| PROBLEM TO SOLVE |
Copy out the lines below word for word, omitting the pictures.

| PROVIDED DATA |
•••

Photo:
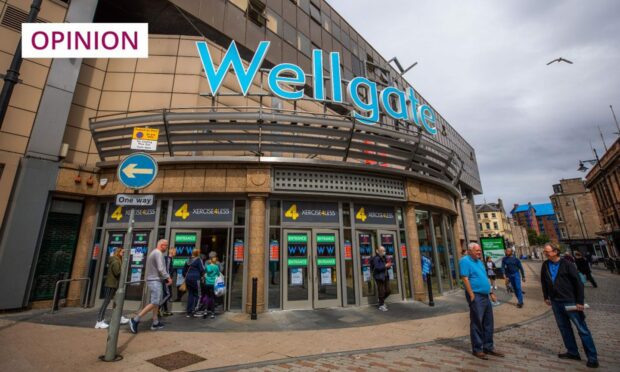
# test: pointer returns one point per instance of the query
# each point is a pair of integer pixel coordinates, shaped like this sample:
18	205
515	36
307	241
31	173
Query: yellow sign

•••

| THE COMPLETED TASK |
Photo:
# test: pointer returns one point per instance of the query
# each point is a pair of integer pixel coordinates, shaped like this sample:
18	205
515	36
307	241
31	173
Query: yellow sign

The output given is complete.